▶ [Required work]:
(1) Reproduce the citation sample starting with "1.1.1 Parenthetical" and going on through "unpublished (Faraci 1970).", substituting "poster" for "handout".
(2) Gather each line of the rows below that contains the string "chrome".

--- Start of Selected extract ---

1.1 Simple citations
────────────────────

1.1.1 Parenthetical
╌╌╌╌╌╌╌╌╌╌╌╌╌╌╌╌╌╌╌

  Some great ideas occur in books (Brandom 1994). Others in articles
  (Hofweber 2007). Still others are in collections of previously
  published work (Russell 2001), or in conference proceedings (Rogers
  1996); sometimes they are the proceedings themselves (Rogers and
  Kepser 2007).  Sometimes, a great idea can be found in a dissertation
  (Caponigro 2003), and sometimes on just a handout (Ross 1985).  Some
  remain forever unpublished (Faraci 1970).


1.1.2 In-text
╌╌╌╌╌╌╌╌╌╌╌╌╌

  Some great ideas occur in books, such as Brandom (1994). Others in
  articles, such as Hofweber (2007). Still others are in collections of
  previously published work, such as Russell (2001), or in conference
  proceedings like Rogers (1996); sometimes they are the proceedings
  themselves such as Rogers and Kepser (2007).  Sometimes, a great idea
  can be found in a dissertation, such as Caponigro (2003), and
  sometimes on just a handout like Ross (1985).  Some remain forever
  unpublished, such as Faraci (1970).


1.1.3 With prefix and suffix data
╌╌╌╌╌╌╌╌╌╌╌╌╌╌╌╌╌╌╌╌╌╌╌╌╌╌╌╌╌╌╌╌╌

  Some great ideas occur in books (see Brandom 1994 chapter 7).  Others
  in articles (Hofweber 2007 section 1). Still others are in collections
  of previously published work, such as Russell (2001 cf. section 3), or
  in conference proceedings (e.g., Rogers 1996).  Sometimes, a great
  idea can be found in a dissertation, like an idea by Caponigro (see
  2003 chapter 1), and sometimes on just a handout, like others by Ross
  (e.g., 1985).

--- End of Selected extract ---
--- Start of Data extract ---

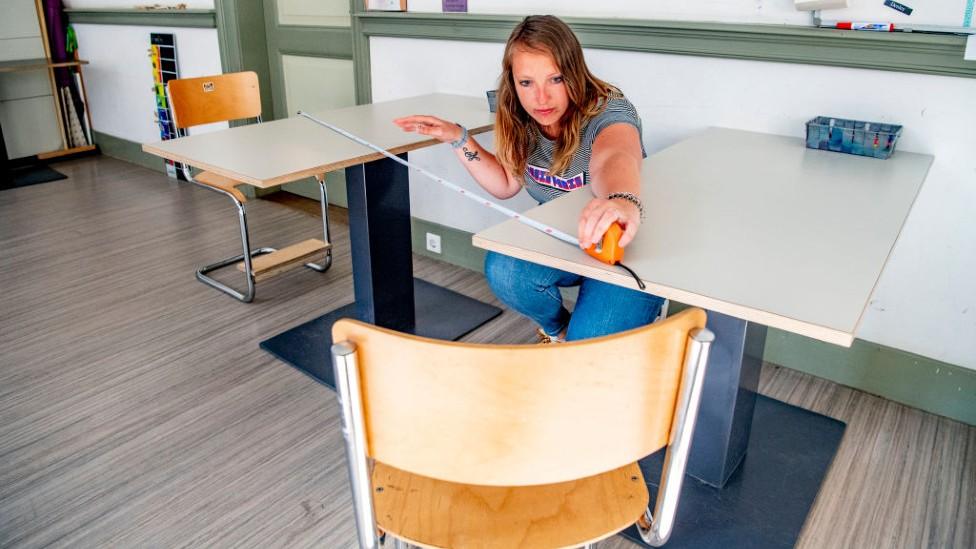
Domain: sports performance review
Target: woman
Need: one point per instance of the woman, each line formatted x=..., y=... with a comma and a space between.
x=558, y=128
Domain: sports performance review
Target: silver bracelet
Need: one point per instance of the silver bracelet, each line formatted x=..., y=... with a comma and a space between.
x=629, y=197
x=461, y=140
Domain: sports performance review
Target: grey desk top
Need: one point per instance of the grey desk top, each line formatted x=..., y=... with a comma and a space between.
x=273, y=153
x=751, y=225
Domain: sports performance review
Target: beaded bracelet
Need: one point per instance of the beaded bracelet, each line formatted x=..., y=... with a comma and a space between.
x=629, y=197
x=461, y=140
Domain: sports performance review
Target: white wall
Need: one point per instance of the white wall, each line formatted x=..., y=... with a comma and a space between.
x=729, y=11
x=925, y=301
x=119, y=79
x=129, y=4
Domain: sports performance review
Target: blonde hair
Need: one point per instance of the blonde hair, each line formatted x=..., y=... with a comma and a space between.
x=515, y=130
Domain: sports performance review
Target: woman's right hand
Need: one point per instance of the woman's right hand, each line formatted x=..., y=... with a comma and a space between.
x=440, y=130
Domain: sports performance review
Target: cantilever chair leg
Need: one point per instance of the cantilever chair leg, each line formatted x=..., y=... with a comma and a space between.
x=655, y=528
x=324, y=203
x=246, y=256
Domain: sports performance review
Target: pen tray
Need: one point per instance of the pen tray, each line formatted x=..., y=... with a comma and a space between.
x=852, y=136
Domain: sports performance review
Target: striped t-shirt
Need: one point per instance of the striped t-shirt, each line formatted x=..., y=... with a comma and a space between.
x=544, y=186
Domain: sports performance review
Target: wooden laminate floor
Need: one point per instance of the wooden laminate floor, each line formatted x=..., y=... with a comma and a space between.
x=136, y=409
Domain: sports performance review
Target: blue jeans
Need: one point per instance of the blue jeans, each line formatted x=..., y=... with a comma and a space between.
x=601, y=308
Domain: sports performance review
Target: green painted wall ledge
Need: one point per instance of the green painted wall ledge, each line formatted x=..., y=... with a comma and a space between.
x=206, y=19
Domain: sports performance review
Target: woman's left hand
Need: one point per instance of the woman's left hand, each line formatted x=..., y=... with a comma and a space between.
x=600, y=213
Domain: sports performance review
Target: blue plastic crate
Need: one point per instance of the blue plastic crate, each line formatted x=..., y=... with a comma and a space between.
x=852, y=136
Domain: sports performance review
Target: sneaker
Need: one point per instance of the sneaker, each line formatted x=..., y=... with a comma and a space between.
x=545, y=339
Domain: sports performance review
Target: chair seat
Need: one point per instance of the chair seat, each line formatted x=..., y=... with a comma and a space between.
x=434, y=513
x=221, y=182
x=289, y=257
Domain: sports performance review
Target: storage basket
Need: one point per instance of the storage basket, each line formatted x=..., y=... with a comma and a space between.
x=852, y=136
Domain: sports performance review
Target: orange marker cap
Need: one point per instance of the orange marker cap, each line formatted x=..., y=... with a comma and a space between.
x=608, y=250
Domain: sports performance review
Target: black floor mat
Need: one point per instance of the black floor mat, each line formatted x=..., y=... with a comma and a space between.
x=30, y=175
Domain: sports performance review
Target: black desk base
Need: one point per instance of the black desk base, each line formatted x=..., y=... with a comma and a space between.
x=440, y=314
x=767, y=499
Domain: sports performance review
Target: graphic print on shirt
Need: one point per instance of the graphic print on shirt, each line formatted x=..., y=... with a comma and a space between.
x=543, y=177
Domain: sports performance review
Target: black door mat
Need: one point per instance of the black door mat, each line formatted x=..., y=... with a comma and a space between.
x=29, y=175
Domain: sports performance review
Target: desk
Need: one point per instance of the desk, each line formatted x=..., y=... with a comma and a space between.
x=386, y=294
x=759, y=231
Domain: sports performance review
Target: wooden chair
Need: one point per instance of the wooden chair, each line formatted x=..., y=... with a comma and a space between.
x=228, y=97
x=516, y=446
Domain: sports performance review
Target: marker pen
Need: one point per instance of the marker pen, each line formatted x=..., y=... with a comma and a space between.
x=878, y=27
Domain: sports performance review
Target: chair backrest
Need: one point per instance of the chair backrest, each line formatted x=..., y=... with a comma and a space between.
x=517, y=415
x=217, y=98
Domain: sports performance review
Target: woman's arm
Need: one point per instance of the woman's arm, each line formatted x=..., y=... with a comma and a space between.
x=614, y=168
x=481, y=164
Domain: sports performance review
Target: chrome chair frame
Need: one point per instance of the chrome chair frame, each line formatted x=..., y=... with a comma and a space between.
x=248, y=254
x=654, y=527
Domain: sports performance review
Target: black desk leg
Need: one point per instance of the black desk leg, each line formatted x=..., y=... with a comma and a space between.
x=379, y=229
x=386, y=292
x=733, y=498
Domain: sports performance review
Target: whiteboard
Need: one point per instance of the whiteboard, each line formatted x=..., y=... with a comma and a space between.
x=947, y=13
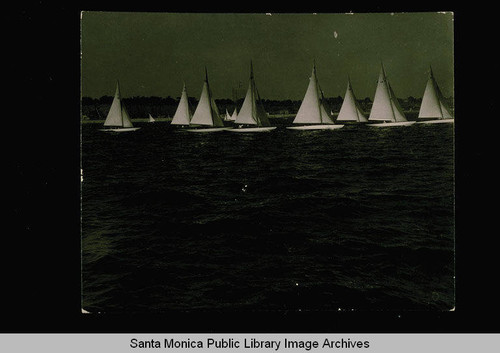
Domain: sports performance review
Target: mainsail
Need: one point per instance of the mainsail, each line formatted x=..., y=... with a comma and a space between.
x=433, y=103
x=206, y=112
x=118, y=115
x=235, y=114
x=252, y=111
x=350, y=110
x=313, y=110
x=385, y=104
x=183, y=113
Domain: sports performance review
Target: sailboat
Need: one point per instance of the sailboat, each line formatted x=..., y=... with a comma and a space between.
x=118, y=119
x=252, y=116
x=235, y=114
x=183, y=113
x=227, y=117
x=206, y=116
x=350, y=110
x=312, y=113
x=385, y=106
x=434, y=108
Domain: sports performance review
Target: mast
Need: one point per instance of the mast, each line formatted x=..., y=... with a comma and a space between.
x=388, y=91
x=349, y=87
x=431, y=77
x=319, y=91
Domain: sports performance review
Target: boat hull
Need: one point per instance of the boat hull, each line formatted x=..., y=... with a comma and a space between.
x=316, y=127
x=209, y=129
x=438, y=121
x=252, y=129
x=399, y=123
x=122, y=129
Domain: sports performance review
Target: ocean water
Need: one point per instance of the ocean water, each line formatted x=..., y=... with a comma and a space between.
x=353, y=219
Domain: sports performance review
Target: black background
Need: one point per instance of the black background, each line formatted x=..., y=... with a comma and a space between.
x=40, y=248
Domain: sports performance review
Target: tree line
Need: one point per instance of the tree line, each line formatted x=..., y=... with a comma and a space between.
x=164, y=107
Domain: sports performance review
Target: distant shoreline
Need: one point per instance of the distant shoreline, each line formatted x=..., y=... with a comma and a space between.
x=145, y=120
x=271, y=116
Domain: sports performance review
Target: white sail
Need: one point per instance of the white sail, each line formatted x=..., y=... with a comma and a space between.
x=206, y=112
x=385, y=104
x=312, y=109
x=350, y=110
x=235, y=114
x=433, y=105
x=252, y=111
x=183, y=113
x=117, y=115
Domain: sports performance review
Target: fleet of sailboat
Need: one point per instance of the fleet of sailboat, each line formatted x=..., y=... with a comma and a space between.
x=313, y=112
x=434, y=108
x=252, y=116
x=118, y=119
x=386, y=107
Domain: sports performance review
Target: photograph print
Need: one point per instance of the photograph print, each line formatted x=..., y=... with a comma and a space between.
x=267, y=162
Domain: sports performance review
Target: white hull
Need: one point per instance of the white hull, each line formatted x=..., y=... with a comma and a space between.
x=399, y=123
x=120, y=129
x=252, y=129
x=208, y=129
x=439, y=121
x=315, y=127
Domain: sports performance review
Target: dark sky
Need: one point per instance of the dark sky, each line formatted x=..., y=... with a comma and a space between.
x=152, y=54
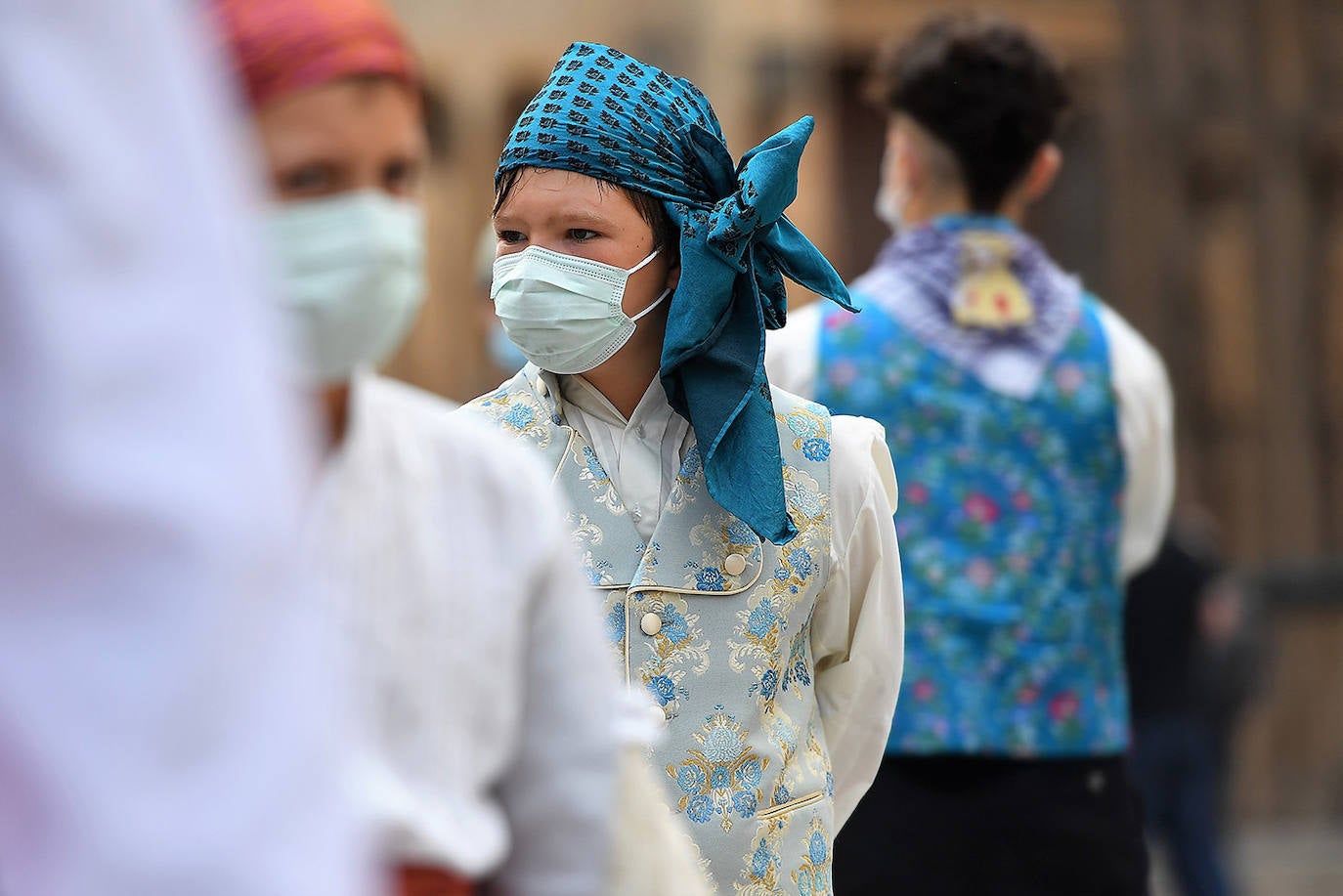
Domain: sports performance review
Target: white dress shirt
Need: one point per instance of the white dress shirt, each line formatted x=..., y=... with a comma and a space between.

--- End of Data extract ---
--- Start of Data extract ---

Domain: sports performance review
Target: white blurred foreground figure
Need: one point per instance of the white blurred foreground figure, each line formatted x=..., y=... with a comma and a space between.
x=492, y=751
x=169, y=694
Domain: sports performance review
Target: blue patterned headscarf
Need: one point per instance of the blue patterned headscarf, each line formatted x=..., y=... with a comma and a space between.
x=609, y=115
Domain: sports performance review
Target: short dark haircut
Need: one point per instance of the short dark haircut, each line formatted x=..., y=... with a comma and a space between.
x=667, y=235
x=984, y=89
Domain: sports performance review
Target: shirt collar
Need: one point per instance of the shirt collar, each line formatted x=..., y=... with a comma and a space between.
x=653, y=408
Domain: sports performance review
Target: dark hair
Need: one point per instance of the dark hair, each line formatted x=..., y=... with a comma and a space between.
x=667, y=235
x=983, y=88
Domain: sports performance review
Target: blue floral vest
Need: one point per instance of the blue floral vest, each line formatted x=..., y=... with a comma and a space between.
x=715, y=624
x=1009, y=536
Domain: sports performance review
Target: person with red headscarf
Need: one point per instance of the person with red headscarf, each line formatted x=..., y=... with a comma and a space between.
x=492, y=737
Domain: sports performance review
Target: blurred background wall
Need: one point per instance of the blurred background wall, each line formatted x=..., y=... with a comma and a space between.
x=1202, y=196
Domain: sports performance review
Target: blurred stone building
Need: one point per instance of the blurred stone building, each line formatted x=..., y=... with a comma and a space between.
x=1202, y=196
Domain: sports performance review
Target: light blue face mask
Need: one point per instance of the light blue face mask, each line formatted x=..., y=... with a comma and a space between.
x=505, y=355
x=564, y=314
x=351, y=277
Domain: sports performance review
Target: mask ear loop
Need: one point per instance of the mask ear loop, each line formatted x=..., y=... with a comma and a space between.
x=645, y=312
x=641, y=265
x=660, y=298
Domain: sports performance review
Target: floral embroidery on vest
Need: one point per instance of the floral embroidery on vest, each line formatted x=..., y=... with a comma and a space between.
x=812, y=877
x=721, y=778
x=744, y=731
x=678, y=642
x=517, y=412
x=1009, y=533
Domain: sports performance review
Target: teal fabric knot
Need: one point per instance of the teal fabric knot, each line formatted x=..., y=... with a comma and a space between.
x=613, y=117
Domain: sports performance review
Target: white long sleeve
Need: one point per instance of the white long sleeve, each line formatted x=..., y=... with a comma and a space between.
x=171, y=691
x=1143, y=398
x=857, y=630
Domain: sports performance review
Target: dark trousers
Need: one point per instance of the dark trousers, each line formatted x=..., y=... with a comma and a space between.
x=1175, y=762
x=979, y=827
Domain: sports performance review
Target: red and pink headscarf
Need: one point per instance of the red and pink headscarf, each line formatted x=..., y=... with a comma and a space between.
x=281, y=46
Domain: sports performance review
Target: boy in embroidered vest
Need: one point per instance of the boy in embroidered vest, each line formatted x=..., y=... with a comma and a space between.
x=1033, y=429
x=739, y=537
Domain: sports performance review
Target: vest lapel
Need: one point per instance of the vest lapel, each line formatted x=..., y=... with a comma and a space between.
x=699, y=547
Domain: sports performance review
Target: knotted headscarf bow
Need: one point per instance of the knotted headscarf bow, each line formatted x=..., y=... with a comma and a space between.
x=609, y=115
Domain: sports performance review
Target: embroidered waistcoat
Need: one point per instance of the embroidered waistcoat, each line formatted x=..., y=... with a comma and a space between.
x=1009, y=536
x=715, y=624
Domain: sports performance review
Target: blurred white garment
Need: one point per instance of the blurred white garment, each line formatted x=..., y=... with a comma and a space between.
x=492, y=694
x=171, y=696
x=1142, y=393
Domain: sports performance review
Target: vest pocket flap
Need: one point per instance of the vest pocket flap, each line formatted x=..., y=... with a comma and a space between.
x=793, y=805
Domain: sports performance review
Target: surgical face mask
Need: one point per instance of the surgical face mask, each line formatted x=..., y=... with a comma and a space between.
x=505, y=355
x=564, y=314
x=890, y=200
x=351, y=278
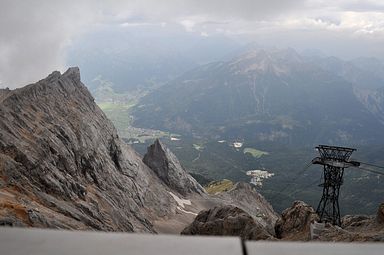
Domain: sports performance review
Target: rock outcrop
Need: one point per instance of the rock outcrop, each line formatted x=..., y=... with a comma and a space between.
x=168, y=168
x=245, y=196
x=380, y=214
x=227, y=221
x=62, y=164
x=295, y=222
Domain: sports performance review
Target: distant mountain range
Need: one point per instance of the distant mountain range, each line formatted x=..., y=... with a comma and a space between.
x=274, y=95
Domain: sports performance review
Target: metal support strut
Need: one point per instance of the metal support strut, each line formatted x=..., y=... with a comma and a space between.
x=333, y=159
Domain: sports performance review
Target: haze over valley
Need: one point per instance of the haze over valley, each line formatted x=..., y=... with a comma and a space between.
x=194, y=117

--- End of Data extract ---

▶ [In response]:
(1)
1.1.1 Parenthetical
╌╌╌╌╌╌╌╌╌╌╌╌╌╌╌╌╌╌╌

  Some great ideas occur in books (Brandom 1994). Others in articles
  (Hofweber 2007). Still others are in collections of previously
  published work (Russell 2001), or in conference proceedings (Rogers
  1996); sometimes they are the proceedings themselves (Rogers and
  Kepser 2007).  Sometimes, a great idea can be found in a dissertation
  (Caponigro 2003), and sometimes on just a poster (Ross 1985).  Some
  remain forever unpublished (Faraci 1970).

(2)
Target: chrome chair frame
Need: one point per instance of the chrome chair frame, each line formatted x=..., y=... with a comma and a space between.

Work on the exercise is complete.